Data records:
START

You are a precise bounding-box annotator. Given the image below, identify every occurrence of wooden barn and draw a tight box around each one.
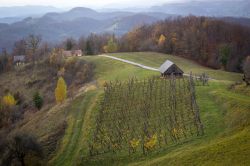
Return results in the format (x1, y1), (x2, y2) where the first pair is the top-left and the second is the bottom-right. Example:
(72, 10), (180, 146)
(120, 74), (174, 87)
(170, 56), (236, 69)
(159, 60), (184, 77)
(13, 55), (26, 66)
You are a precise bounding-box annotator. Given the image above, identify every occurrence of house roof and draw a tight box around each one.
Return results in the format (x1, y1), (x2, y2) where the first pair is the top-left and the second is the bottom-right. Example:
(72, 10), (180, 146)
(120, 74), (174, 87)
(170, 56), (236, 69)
(63, 51), (72, 56)
(159, 60), (174, 73)
(74, 50), (82, 54)
(14, 55), (25, 62)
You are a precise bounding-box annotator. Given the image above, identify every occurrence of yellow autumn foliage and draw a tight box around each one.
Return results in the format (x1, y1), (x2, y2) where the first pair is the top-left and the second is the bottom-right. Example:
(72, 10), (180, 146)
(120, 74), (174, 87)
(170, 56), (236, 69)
(129, 138), (140, 149)
(3, 94), (16, 106)
(158, 34), (166, 45)
(144, 134), (157, 150)
(55, 77), (67, 103)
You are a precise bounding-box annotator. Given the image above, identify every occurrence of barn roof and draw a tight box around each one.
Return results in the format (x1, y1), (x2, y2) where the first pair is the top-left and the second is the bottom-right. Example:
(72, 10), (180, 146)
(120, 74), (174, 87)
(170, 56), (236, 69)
(14, 55), (25, 62)
(159, 60), (174, 73)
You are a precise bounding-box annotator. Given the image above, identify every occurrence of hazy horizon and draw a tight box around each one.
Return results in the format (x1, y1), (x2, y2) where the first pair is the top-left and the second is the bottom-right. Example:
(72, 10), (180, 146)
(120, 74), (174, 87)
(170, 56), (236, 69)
(0, 0), (234, 9)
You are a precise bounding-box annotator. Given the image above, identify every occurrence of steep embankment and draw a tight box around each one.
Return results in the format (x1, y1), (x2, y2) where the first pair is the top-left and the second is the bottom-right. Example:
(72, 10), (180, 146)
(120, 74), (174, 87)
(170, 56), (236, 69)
(50, 53), (250, 165)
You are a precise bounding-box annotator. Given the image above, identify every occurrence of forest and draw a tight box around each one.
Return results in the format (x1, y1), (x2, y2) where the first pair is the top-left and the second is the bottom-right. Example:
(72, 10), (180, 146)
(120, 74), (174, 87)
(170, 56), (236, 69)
(119, 16), (250, 72)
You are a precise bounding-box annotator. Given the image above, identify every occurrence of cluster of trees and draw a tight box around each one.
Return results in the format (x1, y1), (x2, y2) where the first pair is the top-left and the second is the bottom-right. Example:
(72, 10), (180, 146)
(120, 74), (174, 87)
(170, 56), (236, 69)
(119, 16), (250, 71)
(0, 132), (43, 166)
(59, 33), (118, 55)
(89, 76), (203, 155)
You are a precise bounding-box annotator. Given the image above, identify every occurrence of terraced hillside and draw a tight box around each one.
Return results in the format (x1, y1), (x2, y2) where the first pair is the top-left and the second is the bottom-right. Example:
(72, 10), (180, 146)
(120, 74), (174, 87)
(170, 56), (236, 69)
(50, 53), (250, 165)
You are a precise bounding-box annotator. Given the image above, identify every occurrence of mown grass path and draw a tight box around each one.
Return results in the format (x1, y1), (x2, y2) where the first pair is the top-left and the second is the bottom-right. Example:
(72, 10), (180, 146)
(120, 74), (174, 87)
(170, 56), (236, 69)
(50, 90), (100, 166)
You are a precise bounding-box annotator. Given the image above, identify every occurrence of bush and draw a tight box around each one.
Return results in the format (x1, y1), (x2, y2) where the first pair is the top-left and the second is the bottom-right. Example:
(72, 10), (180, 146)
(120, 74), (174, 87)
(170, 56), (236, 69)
(0, 133), (43, 166)
(3, 93), (16, 106)
(33, 92), (43, 110)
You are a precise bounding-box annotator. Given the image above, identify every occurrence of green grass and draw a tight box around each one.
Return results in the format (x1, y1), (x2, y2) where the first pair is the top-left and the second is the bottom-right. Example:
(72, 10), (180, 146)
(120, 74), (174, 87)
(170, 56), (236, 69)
(109, 52), (242, 81)
(50, 53), (250, 165)
(50, 90), (99, 165)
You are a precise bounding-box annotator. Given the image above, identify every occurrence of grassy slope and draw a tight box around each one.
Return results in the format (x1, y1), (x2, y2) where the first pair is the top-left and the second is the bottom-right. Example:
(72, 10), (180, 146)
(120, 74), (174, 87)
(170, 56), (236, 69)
(51, 53), (250, 165)
(110, 52), (242, 81)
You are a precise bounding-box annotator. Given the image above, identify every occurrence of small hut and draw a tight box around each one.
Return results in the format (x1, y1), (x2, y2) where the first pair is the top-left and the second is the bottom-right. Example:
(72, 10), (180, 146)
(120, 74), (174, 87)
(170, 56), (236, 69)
(159, 60), (184, 77)
(63, 50), (83, 57)
(13, 55), (25, 66)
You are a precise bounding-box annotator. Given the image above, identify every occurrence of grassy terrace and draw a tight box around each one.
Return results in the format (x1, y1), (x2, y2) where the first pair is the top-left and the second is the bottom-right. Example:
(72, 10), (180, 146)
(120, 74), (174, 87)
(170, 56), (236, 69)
(109, 52), (242, 81)
(50, 53), (250, 165)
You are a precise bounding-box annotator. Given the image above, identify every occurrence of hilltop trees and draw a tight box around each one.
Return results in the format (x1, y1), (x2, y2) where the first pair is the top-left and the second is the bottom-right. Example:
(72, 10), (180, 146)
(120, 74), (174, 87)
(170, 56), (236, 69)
(103, 37), (118, 53)
(55, 77), (67, 103)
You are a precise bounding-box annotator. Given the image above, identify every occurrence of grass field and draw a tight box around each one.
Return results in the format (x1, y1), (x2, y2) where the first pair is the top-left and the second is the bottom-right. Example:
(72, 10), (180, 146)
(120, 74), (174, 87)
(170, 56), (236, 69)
(50, 53), (250, 165)
(109, 52), (242, 81)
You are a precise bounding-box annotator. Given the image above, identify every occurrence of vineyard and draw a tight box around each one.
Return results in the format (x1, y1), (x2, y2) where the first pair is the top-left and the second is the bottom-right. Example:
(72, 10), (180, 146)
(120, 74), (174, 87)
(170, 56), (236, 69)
(89, 76), (205, 156)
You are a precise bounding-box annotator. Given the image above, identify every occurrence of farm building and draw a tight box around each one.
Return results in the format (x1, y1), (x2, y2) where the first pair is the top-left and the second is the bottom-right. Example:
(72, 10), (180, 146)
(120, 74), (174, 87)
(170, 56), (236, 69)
(13, 55), (25, 66)
(159, 60), (184, 77)
(63, 50), (82, 57)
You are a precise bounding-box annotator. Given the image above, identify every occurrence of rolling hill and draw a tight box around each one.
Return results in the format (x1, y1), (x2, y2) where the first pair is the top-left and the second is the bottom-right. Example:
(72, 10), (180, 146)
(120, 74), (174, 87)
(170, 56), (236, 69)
(149, 0), (250, 18)
(0, 7), (172, 49)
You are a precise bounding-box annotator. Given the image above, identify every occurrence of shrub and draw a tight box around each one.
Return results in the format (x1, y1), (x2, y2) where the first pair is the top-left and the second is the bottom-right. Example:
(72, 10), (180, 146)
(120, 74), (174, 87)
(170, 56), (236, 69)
(55, 77), (67, 103)
(0, 133), (43, 166)
(33, 92), (43, 110)
(3, 93), (16, 106)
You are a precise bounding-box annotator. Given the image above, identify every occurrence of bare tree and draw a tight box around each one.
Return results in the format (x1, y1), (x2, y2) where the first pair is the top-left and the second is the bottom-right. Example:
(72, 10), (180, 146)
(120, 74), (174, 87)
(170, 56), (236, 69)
(1, 133), (43, 166)
(243, 56), (250, 86)
(26, 34), (42, 63)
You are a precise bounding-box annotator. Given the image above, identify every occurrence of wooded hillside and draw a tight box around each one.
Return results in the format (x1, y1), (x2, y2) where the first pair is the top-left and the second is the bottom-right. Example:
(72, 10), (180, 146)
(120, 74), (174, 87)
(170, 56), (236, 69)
(120, 16), (250, 71)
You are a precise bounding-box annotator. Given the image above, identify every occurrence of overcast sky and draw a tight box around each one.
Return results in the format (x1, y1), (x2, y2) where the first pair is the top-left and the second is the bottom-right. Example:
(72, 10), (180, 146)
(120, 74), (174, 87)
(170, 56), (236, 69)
(0, 0), (193, 8)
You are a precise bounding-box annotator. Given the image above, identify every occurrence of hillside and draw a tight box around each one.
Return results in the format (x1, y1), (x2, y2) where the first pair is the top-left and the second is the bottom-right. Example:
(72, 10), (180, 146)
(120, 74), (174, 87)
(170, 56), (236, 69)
(0, 7), (172, 49)
(38, 53), (247, 165)
(149, 0), (250, 18)
(0, 52), (250, 166)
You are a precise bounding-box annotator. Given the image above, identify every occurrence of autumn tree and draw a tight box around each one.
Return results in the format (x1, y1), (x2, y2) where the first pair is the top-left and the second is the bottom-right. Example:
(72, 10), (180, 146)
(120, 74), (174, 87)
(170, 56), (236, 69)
(33, 92), (43, 110)
(13, 39), (27, 55)
(158, 34), (166, 46)
(64, 38), (77, 50)
(3, 93), (16, 106)
(243, 56), (250, 85)
(0, 133), (43, 166)
(103, 37), (117, 53)
(55, 77), (67, 103)
(26, 34), (42, 63)
(219, 45), (231, 69)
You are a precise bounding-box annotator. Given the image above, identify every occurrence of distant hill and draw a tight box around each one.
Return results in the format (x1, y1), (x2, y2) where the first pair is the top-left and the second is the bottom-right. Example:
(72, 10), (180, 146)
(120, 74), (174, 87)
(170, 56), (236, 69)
(149, 0), (250, 18)
(0, 5), (250, 50)
(0, 7), (172, 49)
(0, 6), (63, 18)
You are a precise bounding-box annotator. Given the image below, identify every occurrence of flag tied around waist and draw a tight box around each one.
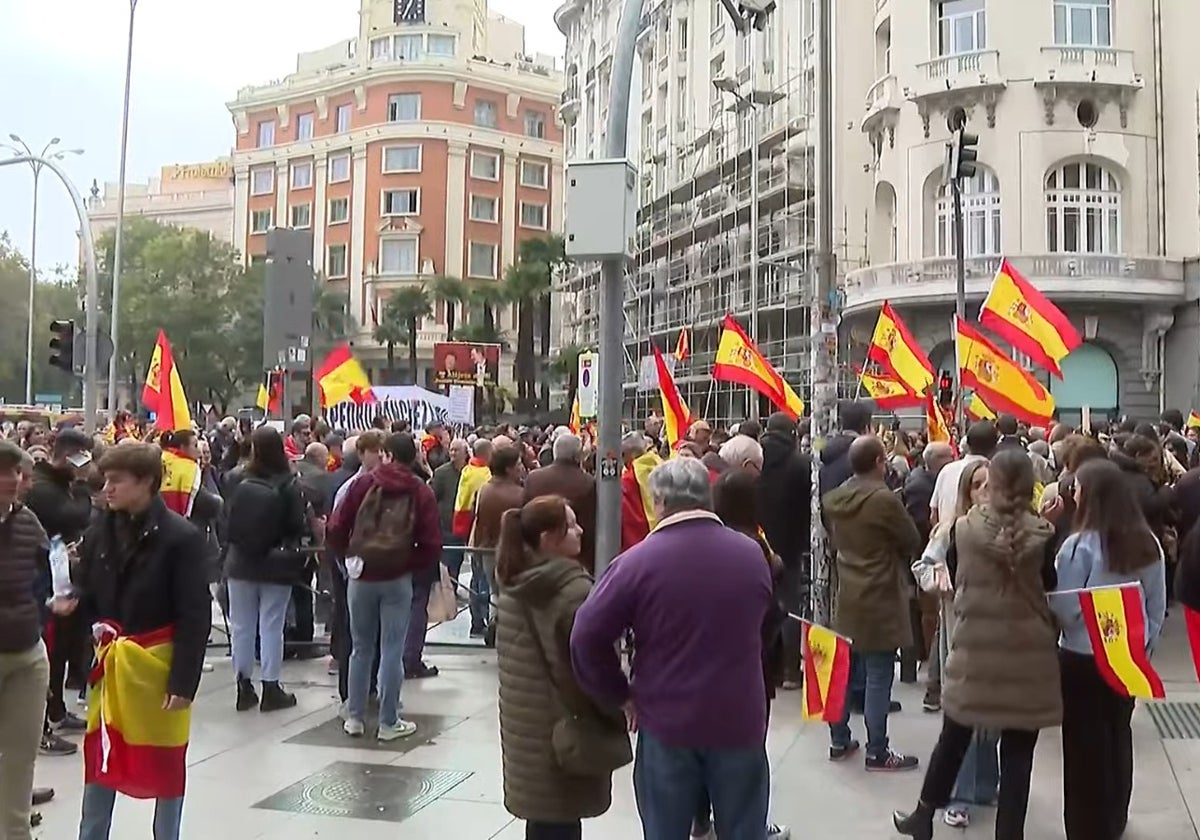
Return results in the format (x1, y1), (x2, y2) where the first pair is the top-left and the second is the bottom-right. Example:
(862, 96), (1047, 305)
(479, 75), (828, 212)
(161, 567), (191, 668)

END

* Task instructions: Rewrite the lines from the one containing "occurrence of distant" up to and including the one containing "(0, 6), (63, 18)", with "tight box" replaced by "close-fitting box" and nothing else changed.

* Problem solution:
You are a precise bounding-box annotator. Given the image above, identify every occurrence of distant hill and draw a close-fitting box around each one.
Return results in the format (x1, y1), (x2, y2) where the first pair is the top-left and the second is the bottom-right. Example:
(72, 10), (180, 146)
(120, 74), (174, 87)
(170, 56), (236, 69)
(149, 0), (250, 18)
(0, 5), (250, 50)
(0, 7), (172, 49)
(0, 6), (63, 18)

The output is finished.